TASK OBJECTIVE: Whatever appears in the data below, copy it exactly.

(Saved entries)
════════════════
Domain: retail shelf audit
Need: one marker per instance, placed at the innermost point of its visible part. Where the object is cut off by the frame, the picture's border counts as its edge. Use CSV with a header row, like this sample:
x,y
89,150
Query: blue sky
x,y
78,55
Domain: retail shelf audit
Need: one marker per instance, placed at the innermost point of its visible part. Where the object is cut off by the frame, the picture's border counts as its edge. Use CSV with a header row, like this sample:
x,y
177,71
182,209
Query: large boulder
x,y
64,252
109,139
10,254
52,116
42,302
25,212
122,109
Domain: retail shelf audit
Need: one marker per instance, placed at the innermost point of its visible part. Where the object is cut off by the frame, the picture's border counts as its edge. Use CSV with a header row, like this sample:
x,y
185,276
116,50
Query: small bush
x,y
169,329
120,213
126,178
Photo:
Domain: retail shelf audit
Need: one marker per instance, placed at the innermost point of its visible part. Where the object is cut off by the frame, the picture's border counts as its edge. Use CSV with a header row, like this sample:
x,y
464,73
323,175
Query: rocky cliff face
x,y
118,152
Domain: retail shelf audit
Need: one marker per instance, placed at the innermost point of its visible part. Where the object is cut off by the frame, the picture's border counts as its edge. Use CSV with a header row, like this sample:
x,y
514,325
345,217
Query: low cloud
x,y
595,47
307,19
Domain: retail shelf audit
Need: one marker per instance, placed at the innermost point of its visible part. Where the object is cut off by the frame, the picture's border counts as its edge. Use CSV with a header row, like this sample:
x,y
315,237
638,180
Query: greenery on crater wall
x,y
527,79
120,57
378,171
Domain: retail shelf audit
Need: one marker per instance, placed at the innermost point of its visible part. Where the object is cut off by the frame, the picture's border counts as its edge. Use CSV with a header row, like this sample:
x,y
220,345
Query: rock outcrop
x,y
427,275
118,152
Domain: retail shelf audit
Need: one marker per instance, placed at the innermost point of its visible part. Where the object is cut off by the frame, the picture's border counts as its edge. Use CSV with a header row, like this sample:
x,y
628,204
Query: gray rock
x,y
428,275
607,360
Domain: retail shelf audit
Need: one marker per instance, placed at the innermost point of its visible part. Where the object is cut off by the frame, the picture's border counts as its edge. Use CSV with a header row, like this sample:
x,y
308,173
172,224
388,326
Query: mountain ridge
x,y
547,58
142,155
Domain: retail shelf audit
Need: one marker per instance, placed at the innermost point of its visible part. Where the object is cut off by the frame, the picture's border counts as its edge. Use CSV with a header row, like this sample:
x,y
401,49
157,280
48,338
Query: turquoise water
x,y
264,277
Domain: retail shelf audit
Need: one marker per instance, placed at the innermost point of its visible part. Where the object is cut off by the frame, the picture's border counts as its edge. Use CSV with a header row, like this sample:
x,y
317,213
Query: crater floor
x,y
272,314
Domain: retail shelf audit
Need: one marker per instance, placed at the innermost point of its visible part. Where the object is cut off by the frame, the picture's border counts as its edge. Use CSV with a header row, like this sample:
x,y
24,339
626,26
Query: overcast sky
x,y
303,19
════════════════
REPLY TO THE EXERCISE:
Domain: retail shelf audit
Need: one marker per instance, placed at the innermost point of its visible part. Where the object is cut off by the frame, the picture's border counts as its edge. Use CSV with a header row, like this sample:
x,y
89,150
Query: blue sky
x,y
78,55
Domain: retail shelf audit
Need: one marker per instance, placed at the innermost point of its visible part. Where the object is cut off by the frame, the picture's border counts as its edge. Use CSV with a header row, like this sample:
x,y
177,71
182,209
Query: large boulder
x,y
64,252
109,139
10,254
52,116
42,302
25,212
122,109
Domain: retail shelf audit
Need: one marker per instance, placed at the innermost point of its visible part. Where the object is cut off by the frame, the picture's border counts as its edge. Use CSV with a header row, like this sample:
x,y
185,276
116,50
Query: small bush
x,y
169,329
120,213
126,178
Photo:
Domain: retail shelf audit
Need: one marker per instance, placed at the innermost point of its visible part. Where the object is cut off by the frame, the picture's border counts as its edge. Use CSV with a header row, like this sample:
x,y
464,73
323,175
Query: rocky cliff face
x,y
118,152
Domain: retail shelf audit
Need: one marker per instance, placed at the innermost point of its visible part. Where the object is cut off by the frame, the picture's border counts as its edge. Use CSV with a header row, like this sample:
x,y
514,325
345,217
Query: low cloud
x,y
595,47
307,19
Domain: retail shelf audit
Need: one marker per instance, placed at the innermost point of its visible part. Where the object is cut off by the frame, the picture's border counts as its edge. Use CSV with a header row, like this sample:
x,y
315,237
638,180
Query: greenery on crater wall
x,y
527,79
120,57
378,171
Domain: retail shelf audit
Need: one marker per instance, placed at the innermost point of its visible part. Where the object is cut off by the frame, the picture's border counts as its edge. Use CSV with a header row, like this sample:
x,y
220,345
Query: rock outcrop
x,y
427,275
118,152
Domain: retail shelf audit
Need: one marker per instance, placed at the innermost point of its visible part. Where the object is cut off by the frame, the picture's border counts as its edge. Use CSV with a header row, like this sample:
x,y
628,204
Query: gray rock
x,y
428,275
607,360
Domain: retail shelf audit
Need: one marker per instance, placed at the innermost point of its visible part. Where the object is cut off by the frame, the picture's border counts as its edge. Use CSV with a header row, like this sample:
x,y
308,173
172,224
388,326
Query: mountain ridge
x,y
547,58
142,155
Domain: retail shelf audit
Need: one marker per instance, placed at the innermost point of its visible part. Where the object is cut off by the frame, the picture's border counts as its edge. Use CSV with a header row, like this sample:
x,y
401,49
157,280
48,338
Query: turquoise water
x,y
264,277
Domain: retail shelf audit
Need: one marker per instance, placed at the innermost point of its visible part. Where the object is cut off by the frame, the picture's border counts as its edge. Use CSV with a header row, like this sample:
x,y
317,213
Query: crater floor
x,y
272,314
Domain: retail shelf audit
Need: one marker per instance, placed at the innermost point of its visible part. Where the object is cut off by the frame, the picture's border counts as its edge. Use CSV with a header row, like this sample:
x,y
24,339
626,26
Query: overcast sky
x,y
303,19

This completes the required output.